> Exercise requirements:
(1) In the Ontologizer passage, which part of the program is said not to work quite right?
(2) Translate this sentence from the Ontologizer passage into Spanish: "There are parameter and method choices for you to make within the Ontologizer and they will change your results."
(3) Reproduce word for word everything in the Ontologizer passage from "Despite the willingness" down to "as shown below.".

> Document passage:

Despite the willingness of the Ontologizer developers to correspond with me, we did not yet arrive at a solution for the problem of graphs not displaying in the Ontologizer, but we did arrive at a workaround. In the Ontologizer menu (shows in the Apple top menu bar when the main Ontologizer window is active) you can go to the Window pulldown, select “Log” and see the log file. In the log file, Ontologizer will tell you where it put the input to graphviz, e.g.
/var/folders/zh/mxrc7zy50cqdh50my38xmr0r0000gn/T/onto5807305551792459151.dot
You can move this file to your results directory and use /usr/local/bin/dot to write out a PNG file either for all of your enriched genes, or for a single category, as shown below.
All of the internal navigation in the Ontologizer works otherwise, so you can navigate to individual locus IDs and see what functional information is attached. You can also write out annotation files and results tables — the graph display is the only part that doesn’t work quite right.
Choices in the Ontologizer
There are parameter and method choices for you to make within the Ontologizer and they will change your results.
The first major thing to consider is the choice of enrichment analysis method.The basic method for calculating enrichment (Term-for-term) does not take into account the inherent structure of the Gene Ontology, and may result in over-calling of enriched terms due to calling both sub-categories and the larger categories that contain them. The Parent-Child method (fully described here, and shown to be more effective than other contemporaneous methods at identifying enriched GO terms without over-calling) takes that into account, but does result in a list of rather high level categories that annotate lots of genes in the population, making the results somewhat difficult to interpret except by browsing to individual genes one at a time.
The second major thing to consider is whether to use a statistical correction for multiple tests — such as the Bonferroni correction. There are several options available, and you can investigate on your own the differences between Bonferroni, Bonferroni-Holm, etc, but the main point to be made here is that you should use a multiple testing correction. It is likely to be the difference between hundreds of genes showing up as statistically significant vs. tens (note: you want tens, not hundreds of false positives that really aren’t significant).

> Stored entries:
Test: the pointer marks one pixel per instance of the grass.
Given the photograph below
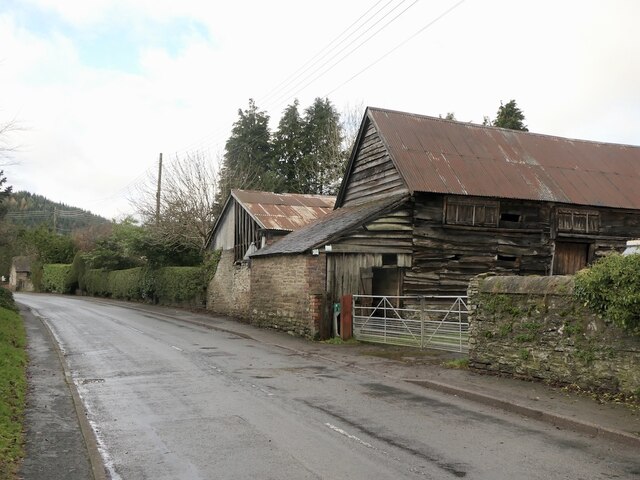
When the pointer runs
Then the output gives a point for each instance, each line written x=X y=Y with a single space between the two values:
x=339 y=341
x=458 y=363
x=13 y=386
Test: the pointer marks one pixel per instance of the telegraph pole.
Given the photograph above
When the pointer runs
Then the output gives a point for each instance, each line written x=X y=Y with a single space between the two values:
x=159 y=188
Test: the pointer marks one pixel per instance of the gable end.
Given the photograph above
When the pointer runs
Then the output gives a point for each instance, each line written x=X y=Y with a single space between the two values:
x=372 y=174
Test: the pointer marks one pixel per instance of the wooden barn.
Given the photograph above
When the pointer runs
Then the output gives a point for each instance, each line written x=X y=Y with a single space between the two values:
x=427 y=203
x=251 y=220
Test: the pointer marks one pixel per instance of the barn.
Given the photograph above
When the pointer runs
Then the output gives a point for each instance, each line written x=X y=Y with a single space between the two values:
x=426 y=204
x=249 y=221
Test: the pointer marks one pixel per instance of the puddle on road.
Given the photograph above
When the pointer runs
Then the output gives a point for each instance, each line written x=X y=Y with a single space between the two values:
x=86 y=381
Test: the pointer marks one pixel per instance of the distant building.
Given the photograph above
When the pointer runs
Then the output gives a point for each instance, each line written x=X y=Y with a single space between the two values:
x=20 y=276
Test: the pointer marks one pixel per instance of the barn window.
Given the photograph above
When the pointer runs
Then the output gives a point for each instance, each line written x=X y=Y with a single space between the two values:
x=578 y=221
x=471 y=211
x=510 y=217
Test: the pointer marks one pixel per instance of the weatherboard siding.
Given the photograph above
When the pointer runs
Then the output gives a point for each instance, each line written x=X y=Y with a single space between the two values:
x=373 y=176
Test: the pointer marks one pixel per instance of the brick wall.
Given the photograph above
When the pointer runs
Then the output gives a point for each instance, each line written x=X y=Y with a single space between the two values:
x=287 y=293
x=228 y=291
x=533 y=327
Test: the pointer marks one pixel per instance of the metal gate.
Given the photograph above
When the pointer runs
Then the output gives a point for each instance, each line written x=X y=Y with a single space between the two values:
x=439 y=322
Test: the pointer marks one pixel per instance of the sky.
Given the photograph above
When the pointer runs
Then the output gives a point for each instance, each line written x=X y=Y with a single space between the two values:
x=99 y=88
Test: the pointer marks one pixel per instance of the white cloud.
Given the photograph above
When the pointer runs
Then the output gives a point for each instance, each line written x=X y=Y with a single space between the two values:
x=92 y=131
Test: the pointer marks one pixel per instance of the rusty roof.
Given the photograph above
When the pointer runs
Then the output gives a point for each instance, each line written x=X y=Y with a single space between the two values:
x=283 y=211
x=331 y=226
x=443 y=156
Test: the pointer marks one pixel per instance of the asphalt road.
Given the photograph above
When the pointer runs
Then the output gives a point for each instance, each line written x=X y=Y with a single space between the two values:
x=170 y=400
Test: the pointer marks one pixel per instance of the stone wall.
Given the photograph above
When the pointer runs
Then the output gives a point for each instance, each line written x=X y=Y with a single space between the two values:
x=228 y=291
x=287 y=293
x=532 y=327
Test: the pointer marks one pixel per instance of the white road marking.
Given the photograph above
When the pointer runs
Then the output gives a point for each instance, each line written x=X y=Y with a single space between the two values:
x=348 y=435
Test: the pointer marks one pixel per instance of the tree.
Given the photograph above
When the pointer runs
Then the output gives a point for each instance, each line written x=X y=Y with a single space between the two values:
x=350 y=121
x=288 y=149
x=187 y=202
x=324 y=159
x=46 y=245
x=5 y=191
x=118 y=250
x=508 y=116
x=248 y=158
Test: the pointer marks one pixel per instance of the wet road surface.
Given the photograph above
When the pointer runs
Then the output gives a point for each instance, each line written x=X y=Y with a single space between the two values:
x=170 y=400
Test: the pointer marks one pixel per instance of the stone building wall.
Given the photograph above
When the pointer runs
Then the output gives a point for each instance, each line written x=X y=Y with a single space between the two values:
x=532 y=327
x=287 y=293
x=228 y=291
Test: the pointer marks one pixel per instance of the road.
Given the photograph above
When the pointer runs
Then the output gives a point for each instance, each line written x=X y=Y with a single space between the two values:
x=172 y=400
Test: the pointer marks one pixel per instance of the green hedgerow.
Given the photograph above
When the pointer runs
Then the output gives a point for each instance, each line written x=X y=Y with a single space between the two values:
x=611 y=287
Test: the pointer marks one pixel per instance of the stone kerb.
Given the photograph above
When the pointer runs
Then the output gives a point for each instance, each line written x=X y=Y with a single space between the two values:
x=532 y=327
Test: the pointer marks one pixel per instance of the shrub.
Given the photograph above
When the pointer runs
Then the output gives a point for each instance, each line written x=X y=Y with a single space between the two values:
x=175 y=285
x=126 y=284
x=97 y=282
x=611 y=287
x=54 y=276
x=6 y=300
x=75 y=277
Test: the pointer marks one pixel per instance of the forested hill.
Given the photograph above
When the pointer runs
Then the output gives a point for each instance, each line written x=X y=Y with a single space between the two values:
x=31 y=210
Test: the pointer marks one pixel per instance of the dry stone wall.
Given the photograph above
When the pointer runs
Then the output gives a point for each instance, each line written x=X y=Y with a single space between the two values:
x=228 y=291
x=286 y=293
x=532 y=327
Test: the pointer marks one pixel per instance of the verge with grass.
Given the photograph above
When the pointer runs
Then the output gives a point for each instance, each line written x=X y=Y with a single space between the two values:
x=13 y=387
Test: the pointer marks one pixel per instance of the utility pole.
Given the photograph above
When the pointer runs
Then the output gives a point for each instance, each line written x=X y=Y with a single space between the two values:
x=159 y=188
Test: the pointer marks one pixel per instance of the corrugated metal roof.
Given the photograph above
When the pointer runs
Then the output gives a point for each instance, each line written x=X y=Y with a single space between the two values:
x=442 y=156
x=330 y=226
x=284 y=211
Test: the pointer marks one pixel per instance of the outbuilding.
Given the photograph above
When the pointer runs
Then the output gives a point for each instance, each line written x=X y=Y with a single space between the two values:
x=251 y=220
x=428 y=203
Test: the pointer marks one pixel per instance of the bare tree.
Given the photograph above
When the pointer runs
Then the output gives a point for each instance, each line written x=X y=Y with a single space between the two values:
x=351 y=118
x=7 y=147
x=187 y=200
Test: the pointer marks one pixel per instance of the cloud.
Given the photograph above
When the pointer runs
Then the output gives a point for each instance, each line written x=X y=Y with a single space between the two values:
x=104 y=86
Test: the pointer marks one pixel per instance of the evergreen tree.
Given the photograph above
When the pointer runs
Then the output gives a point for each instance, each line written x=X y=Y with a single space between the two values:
x=248 y=159
x=509 y=116
x=4 y=194
x=323 y=162
x=288 y=149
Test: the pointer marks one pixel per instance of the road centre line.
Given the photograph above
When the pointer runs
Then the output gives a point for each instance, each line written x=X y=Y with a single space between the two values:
x=348 y=435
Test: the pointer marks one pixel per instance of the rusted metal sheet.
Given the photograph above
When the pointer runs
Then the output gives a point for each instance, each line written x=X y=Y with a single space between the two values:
x=441 y=156
x=283 y=211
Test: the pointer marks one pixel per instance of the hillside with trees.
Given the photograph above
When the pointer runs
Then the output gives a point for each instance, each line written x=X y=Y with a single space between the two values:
x=31 y=210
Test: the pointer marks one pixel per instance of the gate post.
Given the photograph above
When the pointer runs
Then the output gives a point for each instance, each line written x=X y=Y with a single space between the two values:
x=346 y=317
x=422 y=315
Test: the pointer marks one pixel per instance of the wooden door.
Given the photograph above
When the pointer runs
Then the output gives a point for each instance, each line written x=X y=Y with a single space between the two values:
x=569 y=257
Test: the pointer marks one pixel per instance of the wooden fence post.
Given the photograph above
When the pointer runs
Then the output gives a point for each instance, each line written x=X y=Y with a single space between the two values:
x=346 y=317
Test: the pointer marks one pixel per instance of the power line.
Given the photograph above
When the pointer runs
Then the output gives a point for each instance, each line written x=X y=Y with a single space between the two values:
x=348 y=54
x=401 y=44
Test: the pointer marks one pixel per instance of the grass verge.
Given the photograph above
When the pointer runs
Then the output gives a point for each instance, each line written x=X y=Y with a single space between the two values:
x=13 y=386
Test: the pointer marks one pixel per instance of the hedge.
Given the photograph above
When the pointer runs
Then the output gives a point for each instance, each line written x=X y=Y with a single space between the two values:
x=611 y=287
x=54 y=276
x=96 y=282
x=168 y=285
x=126 y=284
x=180 y=285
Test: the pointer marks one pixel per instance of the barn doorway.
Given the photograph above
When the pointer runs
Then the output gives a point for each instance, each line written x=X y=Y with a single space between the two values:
x=569 y=257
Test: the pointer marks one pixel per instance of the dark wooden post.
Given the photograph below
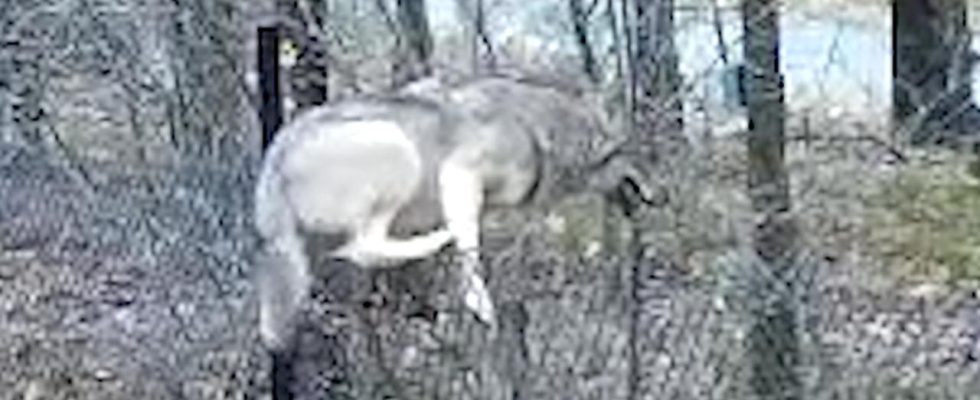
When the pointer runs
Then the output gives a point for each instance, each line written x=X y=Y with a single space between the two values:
x=271 y=109
x=773 y=337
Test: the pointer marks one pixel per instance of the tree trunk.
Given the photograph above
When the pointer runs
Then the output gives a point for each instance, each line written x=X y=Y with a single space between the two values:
x=308 y=79
x=580 y=26
x=931 y=69
x=415 y=42
x=658 y=106
x=774 y=347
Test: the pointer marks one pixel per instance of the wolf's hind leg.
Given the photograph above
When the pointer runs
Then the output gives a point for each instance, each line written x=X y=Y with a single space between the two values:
x=283 y=284
x=377 y=249
x=462 y=199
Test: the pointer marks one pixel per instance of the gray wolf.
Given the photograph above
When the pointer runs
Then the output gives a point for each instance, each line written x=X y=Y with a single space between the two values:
x=427 y=160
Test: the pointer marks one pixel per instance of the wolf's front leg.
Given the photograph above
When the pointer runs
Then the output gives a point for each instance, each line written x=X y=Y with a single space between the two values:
x=461 y=194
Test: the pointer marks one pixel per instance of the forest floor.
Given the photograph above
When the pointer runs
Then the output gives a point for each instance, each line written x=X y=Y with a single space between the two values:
x=134 y=285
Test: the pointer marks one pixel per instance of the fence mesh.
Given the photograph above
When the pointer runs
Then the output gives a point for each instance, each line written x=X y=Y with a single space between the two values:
x=128 y=146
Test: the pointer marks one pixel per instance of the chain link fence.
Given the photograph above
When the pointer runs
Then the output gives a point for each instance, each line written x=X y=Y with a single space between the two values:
x=128 y=143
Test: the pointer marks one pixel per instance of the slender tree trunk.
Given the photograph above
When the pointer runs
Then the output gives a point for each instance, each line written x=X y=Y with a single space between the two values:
x=656 y=70
x=773 y=340
x=308 y=79
x=415 y=44
x=931 y=69
x=580 y=15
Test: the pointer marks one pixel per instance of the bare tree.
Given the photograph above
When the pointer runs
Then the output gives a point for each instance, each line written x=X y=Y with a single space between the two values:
x=931 y=68
x=580 y=15
x=773 y=339
x=305 y=24
x=656 y=74
x=474 y=14
x=414 y=42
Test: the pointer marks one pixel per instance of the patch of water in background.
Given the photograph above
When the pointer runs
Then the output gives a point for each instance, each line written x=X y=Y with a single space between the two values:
x=830 y=65
x=836 y=62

> Results of the tasks:
(1) The graph display.

(2) Hay opciones de parámetros y de métodos que debes elegir dentro del Ontologizer, y estas cambiarán tus resultados.

(3)
Despite the willingness of the Ontologizer developers to correspond with me, we did not yet arrive at a solution for the problem of graphs not displaying in the Ontologizer, but we did arrive at a workaround. In the Ontologizer menu (shows in the Apple top menu bar when the main Ontologizer window is active) you can go to the Window pulldown, select “Log” and see the log file. In the log file, Ontologizer will tell you where it put the input to graphviz, e.g.
/var/folders/zh/mxrc7zy50cqdh50my38xmr0r0000gn/T/onto5807305551792459151.dot
You can move this file to your results directory and use /usr/local/bin/dot to write out a PNG file either for all of your enriched genes, or for a single category, as shown below.